● WORK INSTRUCTIONS
Check each line of the entries for "evaluate" and report the ones that have it.

[Excerpts from a dataset]

-=-=-=-=-

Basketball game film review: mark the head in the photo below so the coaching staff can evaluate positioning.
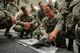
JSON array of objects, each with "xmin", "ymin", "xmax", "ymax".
[
  {"xmin": 30, "ymin": 3, "xmax": 35, "ymax": 10},
  {"xmin": 44, "ymin": 5, "xmax": 54, "ymax": 19},
  {"xmin": 38, "ymin": 1, "xmax": 44, "ymax": 10},
  {"xmin": 21, "ymin": 6, "xmax": 28, "ymax": 15},
  {"xmin": 48, "ymin": 0, "xmax": 52, "ymax": 4}
]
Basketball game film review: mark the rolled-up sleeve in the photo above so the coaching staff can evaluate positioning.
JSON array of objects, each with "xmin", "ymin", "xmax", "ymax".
[{"xmin": 54, "ymin": 15, "xmax": 64, "ymax": 31}]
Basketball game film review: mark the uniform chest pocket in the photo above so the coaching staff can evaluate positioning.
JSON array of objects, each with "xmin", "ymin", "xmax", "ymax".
[{"xmin": 49, "ymin": 19, "xmax": 57, "ymax": 26}]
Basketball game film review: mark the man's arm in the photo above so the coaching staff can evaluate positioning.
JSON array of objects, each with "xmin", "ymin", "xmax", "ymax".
[{"xmin": 49, "ymin": 15, "xmax": 64, "ymax": 41}]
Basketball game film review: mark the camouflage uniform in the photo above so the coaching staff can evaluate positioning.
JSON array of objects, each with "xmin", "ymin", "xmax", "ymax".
[
  {"xmin": 0, "ymin": 0, "xmax": 20, "ymax": 37},
  {"xmin": 56, "ymin": 0, "xmax": 65, "ymax": 13},
  {"xmin": 7, "ymin": 0, "xmax": 20, "ymax": 16},
  {"xmin": 14, "ymin": 13, "xmax": 37, "ymax": 38},
  {"xmin": 37, "ymin": 9, "xmax": 45, "ymax": 22},
  {"xmin": 30, "ymin": 8, "xmax": 38, "ymax": 18},
  {"xmin": 0, "ymin": 0, "xmax": 20, "ymax": 16},
  {"xmin": 60, "ymin": 0, "xmax": 76, "ymax": 51},
  {"xmin": 71, "ymin": 0, "xmax": 80, "ymax": 53},
  {"xmin": 35, "ymin": 14, "xmax": 66, "ymax": 48}
]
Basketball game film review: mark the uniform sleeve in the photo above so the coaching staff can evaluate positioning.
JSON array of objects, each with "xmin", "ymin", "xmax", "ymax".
[
  {"xmin": 39, "ymin": 17, "xmax": 48, "ymax": 33},
  {"xmin": 1, "ymin": 10, "xmax": 13, "ymax": 17},
  {"xmin": 54, "ymin": 14, "xmax": 64, "ymax": 31},
  {"xmin": 0, "ymin": 4, "xmax": 13, "ymax": 18}
]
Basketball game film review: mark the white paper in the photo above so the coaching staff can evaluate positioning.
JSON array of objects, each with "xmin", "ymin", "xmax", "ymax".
[{"xmin": 19, "ymin": 39, "xmax": 58, "ymax": 53}]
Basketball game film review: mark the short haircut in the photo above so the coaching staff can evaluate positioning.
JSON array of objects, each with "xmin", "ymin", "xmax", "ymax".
[
  {"xmin": 47, "ymin": 4, "xmax": 54, "ymax": 10},
  {"xmin": 38, "ymin": 1, "xmax": 43, "ymax": 5},
  {"xmin": 44, "ymin": 5, "xmax": 54, "ymax": 12},
  {"xmin": 21, "ymin": 6, "xmax": 26, "ymax": 11}
]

-=-=-=-=-

● PROBLEM SOLUTION
Basketball game film review: mark the head in the photo below so the coaching staff can evaluate positioning.
Basketball game film review: mark the rolled-up sleeve in the photo above so the coaching staff can evaluate positioning.
Basketball game film review: mark the uniform chest pocket in the photo above so the coaching staff can evaluate positioning.
Basketball game film review: mark the man's arm in the photo above so the coaching staff can evaluate positioning.
Basketball game film review: mark the camouflage uniform in the photo above so the coaching staff can evaluate positioning.
Basketball game film review: mark the uniform sleeve in the photo above so the coaching staff can evaluate positioning.
Basketball game film review: mark the white paper in the photo above so the coaching staff can evaluate positioning.
Basketball game film review: mark the short haircut in the photo above so the coaching staff can evaluate positioning.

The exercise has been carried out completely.